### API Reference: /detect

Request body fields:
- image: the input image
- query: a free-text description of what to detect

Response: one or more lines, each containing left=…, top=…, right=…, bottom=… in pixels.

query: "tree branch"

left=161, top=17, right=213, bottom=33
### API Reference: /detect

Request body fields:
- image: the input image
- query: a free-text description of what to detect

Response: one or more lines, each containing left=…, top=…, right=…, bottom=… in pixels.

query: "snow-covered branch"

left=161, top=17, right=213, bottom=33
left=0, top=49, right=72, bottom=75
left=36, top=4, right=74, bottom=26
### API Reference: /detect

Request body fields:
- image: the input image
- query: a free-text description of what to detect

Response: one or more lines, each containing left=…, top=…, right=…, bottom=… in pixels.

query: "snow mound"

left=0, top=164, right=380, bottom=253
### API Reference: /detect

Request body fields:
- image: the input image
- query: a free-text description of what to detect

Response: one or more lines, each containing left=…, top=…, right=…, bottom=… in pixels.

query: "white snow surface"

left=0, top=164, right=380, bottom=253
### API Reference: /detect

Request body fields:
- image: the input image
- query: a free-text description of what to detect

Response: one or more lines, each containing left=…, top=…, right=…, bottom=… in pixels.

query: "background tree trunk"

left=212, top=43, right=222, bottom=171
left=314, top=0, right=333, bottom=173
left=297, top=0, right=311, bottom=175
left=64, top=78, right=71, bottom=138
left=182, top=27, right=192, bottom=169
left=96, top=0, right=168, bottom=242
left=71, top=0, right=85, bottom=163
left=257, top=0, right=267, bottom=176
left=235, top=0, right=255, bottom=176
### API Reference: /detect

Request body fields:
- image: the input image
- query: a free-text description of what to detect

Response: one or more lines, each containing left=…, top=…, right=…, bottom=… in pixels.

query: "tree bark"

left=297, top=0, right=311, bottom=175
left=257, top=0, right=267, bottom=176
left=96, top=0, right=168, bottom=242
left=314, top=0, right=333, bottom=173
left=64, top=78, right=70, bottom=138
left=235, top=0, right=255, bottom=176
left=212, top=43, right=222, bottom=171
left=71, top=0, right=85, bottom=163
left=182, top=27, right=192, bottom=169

##############################

Task prompt:
Pick out each line in the items above that contains the string "tree", treating uppercase and lowercase letters as different.

Solution to this exercise:
query: "tree branch"
query: "background tree trunk"
query: "tree bark"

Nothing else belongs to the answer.